EXERCISES:
A – Could you reproduce the whole forum thread about Thunder Equipment bumpers word for word?
B – Can you scale the records from their first line through the line that contains "164), (273, 202)]", inclusive, and give those lines again, requests included, with every coordinate in the answers multiplied by 2.45 and rounded to a whole number, halves rounded up? Return only those lines.
Begin EXTRACT
# thunder equipment bumpers



## pagedog (Apr 27, 2009)

I really like the Thunder Equipment launchers, but I think my dogs are having trouble seeing the white bumpers with black. This has happened with my Master dog, with my Senior dog and now with my puppy. Anyone experience the same thing? Thunder has several colors to choose from. What colors do you think works best? What about all black?


----------



## retrieverfever (Feb 5, 2006)

Colors don't matter as dogs cannot pick out colors per se we offer the colors for training groups with multiple launchers for people to separate each others items. 
Depending on the background used which can cause lower visibility.....lighting and other factors including distance...longer away better visibility needed ...
one will need to attach the flags to the bumpers. some are sold commercially like gun dog supply or cheaper yet
Many folks just use blind tape in white instead of orange to help with the visual identification......just tie it around the end and let some flags fly out will help with better visibility


----------



## pagedog (Apr 27, 2009)

retrieverfever said:


> Colors don't matter as dogs cannot pick out colors per se we offer the colors for training groups with multiple launchers for people to separate each others items.
> Depending on the background used which can cause lower visibility.....lighting and other factors including distance...longer away better visibility needed ...
> one will need to attach the flags to the bumpers. some are sold commercially like gun dog supply or cheaper yet
> Many folks just use blind tape in white instead of orange to help with the visual identification......just tie it around the end and let some flags fly out will help with better visibility


Just a couple of questions... What is blind tape and how do you tie it to the end of the bumper? What keeps it from sliding off?
End EXTRACT
Begin DATASET CONTENT
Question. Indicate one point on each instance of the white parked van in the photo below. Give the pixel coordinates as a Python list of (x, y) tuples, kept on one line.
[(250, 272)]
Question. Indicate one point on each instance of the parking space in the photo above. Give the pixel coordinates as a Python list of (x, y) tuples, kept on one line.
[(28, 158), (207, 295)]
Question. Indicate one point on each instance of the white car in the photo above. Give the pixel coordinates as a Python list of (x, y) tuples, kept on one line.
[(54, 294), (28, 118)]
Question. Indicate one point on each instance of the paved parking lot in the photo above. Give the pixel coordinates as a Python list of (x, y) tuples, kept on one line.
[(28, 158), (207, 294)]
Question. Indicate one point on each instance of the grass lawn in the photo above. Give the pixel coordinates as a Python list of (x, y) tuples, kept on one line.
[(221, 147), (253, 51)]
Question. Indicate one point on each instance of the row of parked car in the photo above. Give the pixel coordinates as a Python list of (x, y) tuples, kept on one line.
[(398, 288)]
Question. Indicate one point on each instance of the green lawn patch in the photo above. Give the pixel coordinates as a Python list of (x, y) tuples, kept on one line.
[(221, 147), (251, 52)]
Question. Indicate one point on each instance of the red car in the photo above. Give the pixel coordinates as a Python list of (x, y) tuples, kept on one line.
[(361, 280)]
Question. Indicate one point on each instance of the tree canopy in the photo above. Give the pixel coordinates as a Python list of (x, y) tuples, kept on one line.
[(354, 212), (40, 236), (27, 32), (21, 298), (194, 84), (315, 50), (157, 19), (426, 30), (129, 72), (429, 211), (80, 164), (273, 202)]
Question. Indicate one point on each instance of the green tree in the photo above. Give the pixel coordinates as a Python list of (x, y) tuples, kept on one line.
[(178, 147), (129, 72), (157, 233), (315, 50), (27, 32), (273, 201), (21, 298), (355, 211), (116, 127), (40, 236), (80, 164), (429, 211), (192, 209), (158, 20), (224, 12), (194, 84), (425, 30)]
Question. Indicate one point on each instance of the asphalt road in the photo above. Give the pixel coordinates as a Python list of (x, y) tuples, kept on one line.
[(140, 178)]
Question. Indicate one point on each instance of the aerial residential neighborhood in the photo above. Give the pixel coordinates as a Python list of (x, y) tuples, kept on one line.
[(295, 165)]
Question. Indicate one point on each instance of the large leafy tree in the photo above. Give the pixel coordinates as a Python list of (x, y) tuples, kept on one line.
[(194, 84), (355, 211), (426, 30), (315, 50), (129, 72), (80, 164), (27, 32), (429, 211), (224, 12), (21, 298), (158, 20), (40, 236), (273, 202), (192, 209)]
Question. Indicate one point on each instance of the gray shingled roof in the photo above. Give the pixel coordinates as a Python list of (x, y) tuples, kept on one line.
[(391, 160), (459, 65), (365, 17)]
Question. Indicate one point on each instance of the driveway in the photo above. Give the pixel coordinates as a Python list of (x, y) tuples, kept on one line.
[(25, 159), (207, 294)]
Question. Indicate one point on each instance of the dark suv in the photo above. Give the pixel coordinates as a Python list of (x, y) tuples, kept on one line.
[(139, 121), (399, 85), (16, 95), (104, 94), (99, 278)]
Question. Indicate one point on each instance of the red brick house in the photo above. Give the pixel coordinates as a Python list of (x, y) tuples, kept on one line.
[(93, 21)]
End DATASET CONTENT
SOLUTIONS IN ORDER:
A –
# thunder equipment bumpers



## pagedog (Apr 27, 2009)

I really like the Thunder Equipment launchers, but I think my dogs are having trouble seeing the white bumpers with black. This has happened with my Master dog, with my Senior dog and now with my puppy. Anyone experience the same thing? Thunder has several colors to choose from. What colors do you think works best? What about all black?


----------



## retrieverfever (Feb 5, 2006)

Colors don't matter as dogs cannot pick out colors per se we offer the colors for training groups with multiple launchers for people to separate each others items. 
Depending on the background used which can cause lower visibility.....lighting and other factors including distance...longer away better visibility needed ...
one will need to attach the flags to the bumpers. some are sold commercially like gun dog supply or cheaper yet
Many folks just use blind tape in white instead of orange to help with the visual identification......just tie it around the end and let some flags fly out will help with better visibility


----------



## pagedog (Apr 27, 2009)

retrieverfever said:


> Colors don't matter as dogs cannot pick out colors per se we offer the colors for training groups with multiple launchers for people to separate each others items.
> Depending on the background used which can cause lower visibility.....lighting and other factors including distance...longer away better visibility needed ...
> one will need to attach the flags to the bumpers. some are sold commercially like gun dog supply or cheaper yet
> Many folks just use blind tape in white instead of orange to help with the visual identification......just tie it around the end and let some flags fly out will help with better visibility


Just a couple of questions... What is blind tape and how do you tie it to the end of the bumper? What keeps it from sliding off?

B –
Question. Indicate one point on each instance of the white parked van in the photo below. Give the pixel coordinates as a Python list of (x, y) tuples, kept on one line.
[(613, 666)]
Question. Indicate one point on each instance of the parking space in the photo above. Give the pixel coordinates as a Python list of (x, y) tuples, kept on one line.
[(69, 387), (507, 723)]
Question. Indicate one point on each instance of the white car in the photo above. Give the pixel coordinates as a Python list of (x, y) tuples, kept on one line.
[(132, 720), (69, 289)]
Question. Indicate one point on each instance of the paved parking lot in the photo above. Give the pixel coordinates as a Python list of (x, y) tuples, kept on one line.
[(69, 387), (507, 720)]
Question. Indicate one point on each instance of the grass lawn in the photo above. Give the pixel coordinates as a Python list of (x, y) tuples, kept on one line.
[(541, 360), (620, 125)]
Question. Indicate one point on each instance of the row of parked car in the photo above. Give the pixel coordinates as a Python list of (x, y) tuples, kept on one line.
[(975, 706)]
Question. Indicate one point on each instance of the green lawn patch in the photo above. Give the pixel coordinates as a Python list of (x, y) tuples, kept on one line.
[(541, 360), (615, 127)]
Question. Indicate one point on each instance of the red car in the photo above. Give the pixel coordinates as a Python list of (x, y) tuples, kept on one line.
[(884, 686)]
Question. Indicate one point on each instance of the tree canopy in the photo above. Give the pixel coordinates as a Python list of (x, y) tuples, kept on one line.
[(867, 519), (98, 578), (66, 78), (51, 730), (475, 206), (772, 123), (385, 47), (1044, 74), (316, 176), (1051, 517), (196, 402), (669, 495)]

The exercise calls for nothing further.